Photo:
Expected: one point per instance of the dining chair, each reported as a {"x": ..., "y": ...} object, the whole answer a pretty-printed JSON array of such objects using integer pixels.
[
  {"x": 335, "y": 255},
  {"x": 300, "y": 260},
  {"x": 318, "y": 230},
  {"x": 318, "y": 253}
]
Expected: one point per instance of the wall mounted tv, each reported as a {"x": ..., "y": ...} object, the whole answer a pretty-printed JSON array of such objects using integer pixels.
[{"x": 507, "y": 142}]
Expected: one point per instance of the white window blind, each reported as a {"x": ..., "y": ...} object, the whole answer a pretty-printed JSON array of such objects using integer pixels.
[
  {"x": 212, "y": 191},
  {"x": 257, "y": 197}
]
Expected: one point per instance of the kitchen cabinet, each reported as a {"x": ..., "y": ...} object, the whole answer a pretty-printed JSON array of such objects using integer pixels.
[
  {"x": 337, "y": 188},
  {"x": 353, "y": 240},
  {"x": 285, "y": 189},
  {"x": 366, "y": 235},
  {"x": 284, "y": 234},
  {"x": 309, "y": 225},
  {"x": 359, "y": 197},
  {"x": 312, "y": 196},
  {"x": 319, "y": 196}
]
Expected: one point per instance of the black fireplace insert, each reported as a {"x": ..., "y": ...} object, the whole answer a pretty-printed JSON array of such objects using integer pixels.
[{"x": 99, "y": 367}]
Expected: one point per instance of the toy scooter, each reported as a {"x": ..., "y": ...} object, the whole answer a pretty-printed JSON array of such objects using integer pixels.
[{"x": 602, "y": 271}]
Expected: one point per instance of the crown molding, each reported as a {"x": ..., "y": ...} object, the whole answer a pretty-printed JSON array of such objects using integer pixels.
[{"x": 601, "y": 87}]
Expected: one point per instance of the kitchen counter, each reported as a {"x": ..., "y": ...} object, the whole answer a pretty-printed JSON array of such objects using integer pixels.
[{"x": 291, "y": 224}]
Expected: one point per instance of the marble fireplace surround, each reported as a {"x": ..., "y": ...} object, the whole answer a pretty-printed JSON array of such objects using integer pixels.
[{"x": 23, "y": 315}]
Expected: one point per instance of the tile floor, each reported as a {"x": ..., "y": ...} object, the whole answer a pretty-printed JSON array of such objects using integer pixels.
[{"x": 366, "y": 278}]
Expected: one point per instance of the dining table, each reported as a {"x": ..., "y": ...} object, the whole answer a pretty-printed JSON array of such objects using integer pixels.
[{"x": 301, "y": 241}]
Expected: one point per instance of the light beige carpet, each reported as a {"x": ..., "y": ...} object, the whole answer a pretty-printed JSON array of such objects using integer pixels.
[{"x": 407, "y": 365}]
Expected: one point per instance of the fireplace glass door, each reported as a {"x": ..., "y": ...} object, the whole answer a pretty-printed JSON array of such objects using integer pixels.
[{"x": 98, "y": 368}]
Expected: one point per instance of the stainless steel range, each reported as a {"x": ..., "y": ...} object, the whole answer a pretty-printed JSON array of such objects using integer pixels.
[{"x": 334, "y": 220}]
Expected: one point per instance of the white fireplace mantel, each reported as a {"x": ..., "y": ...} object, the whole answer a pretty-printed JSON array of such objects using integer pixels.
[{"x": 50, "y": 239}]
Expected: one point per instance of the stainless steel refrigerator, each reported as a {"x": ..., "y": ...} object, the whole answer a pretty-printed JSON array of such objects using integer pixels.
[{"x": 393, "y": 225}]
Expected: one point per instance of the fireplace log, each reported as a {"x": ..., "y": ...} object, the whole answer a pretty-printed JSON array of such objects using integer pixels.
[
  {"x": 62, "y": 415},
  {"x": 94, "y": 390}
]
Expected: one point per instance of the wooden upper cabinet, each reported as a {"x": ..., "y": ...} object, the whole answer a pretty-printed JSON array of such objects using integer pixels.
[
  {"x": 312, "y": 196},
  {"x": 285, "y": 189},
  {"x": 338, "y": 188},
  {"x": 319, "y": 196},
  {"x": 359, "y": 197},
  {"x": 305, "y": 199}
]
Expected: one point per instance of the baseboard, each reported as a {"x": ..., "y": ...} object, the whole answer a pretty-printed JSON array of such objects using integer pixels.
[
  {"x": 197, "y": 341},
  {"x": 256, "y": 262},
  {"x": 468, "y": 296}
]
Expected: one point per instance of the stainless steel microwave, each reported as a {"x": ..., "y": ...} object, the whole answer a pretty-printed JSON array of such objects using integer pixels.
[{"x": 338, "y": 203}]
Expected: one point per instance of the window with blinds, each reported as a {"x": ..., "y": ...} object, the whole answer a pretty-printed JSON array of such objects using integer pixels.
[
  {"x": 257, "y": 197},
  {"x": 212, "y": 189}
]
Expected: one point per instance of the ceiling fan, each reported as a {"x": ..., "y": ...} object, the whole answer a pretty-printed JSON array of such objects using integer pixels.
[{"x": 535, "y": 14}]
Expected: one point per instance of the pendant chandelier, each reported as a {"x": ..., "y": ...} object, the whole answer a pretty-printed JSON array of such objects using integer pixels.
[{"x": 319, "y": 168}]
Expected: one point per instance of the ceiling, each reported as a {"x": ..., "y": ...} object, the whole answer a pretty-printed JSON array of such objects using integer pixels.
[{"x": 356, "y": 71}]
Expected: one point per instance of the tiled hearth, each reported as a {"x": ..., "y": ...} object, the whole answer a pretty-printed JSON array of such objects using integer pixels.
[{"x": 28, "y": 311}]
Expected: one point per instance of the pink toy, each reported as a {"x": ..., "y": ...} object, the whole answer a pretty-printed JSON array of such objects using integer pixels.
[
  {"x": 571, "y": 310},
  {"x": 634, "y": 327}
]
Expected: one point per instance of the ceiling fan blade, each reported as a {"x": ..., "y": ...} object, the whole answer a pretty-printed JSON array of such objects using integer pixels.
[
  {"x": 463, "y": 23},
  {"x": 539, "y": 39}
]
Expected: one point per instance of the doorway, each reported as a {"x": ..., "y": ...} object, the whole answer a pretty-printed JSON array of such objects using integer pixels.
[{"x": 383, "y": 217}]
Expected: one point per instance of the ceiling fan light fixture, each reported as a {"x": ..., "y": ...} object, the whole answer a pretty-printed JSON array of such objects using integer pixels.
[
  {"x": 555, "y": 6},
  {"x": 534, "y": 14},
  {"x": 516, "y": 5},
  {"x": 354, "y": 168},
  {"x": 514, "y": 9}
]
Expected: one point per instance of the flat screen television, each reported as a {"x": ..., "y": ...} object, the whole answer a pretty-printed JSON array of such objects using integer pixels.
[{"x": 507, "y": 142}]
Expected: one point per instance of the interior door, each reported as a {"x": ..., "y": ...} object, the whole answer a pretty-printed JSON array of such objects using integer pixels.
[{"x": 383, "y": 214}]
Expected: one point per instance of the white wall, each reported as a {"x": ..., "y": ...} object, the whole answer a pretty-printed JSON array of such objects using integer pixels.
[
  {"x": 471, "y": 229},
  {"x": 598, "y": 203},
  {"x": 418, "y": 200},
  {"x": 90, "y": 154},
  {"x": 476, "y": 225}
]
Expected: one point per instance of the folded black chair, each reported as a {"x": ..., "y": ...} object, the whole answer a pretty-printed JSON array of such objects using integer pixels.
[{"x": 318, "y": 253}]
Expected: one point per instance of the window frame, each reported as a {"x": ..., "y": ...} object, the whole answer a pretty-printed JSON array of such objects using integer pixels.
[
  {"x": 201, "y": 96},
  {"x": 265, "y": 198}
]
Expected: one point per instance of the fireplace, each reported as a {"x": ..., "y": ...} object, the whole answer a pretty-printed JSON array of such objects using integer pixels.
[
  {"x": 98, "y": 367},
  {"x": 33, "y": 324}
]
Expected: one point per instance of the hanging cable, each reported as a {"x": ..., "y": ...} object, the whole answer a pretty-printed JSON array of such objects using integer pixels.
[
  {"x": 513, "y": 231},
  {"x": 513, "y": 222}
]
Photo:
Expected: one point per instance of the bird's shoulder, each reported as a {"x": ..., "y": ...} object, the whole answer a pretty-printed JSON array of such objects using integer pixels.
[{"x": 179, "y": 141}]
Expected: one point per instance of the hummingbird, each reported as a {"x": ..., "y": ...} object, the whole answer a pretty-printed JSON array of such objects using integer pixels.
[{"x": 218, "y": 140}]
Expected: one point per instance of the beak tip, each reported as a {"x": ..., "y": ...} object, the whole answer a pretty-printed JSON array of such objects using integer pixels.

- **Direction**
Copy the stretch of data from the line containing "Expected: one point per instance of the fireplace, each" through the end of the data, replacing "integer pixels" with "whole-number pixels" and keeping everything else unchanged.

- **Task answer**
Expected: one point per instance of the fireplace, each reported as a {"x": ..., "y": ...} object, the whole answer a pretty-printed JSON array of such objects using whole-number pixels.
[
  {"x": 98, "y": 367},
  {"x": 33, "y": 324}
]
Expected: one point per instance of the hanging cable, each reported as a {"x": ..., "y": ...} object, the whole answer a pretty-printed JSON array of such objects using whole-number pixels.
[
  {"x": 513, "y": 231},
  {"x": 513, "y": 222}
]
Photo:
Expected: one point per instance of the bird's shoulder, each reported as a {"x": ..., "y": ...} object, the whole answer a pretty-printed JSON array of such objects using whole-number pixels.
[{"x": 179, "y": 141}]
Expected: one point per instance of the hummingbird, each reported as a {"x": ..., "y": ...} object, the whole answer a pretty-printed JSON array of such objects using whole-number pixels.
[{"x": 218, "y": 140}]
Expected: one point per instance of the beak tip, each reported as a {"x": ..., "y": ...} object, the whole answer a pretty-printed JSON array of such objects using whole-number pixels.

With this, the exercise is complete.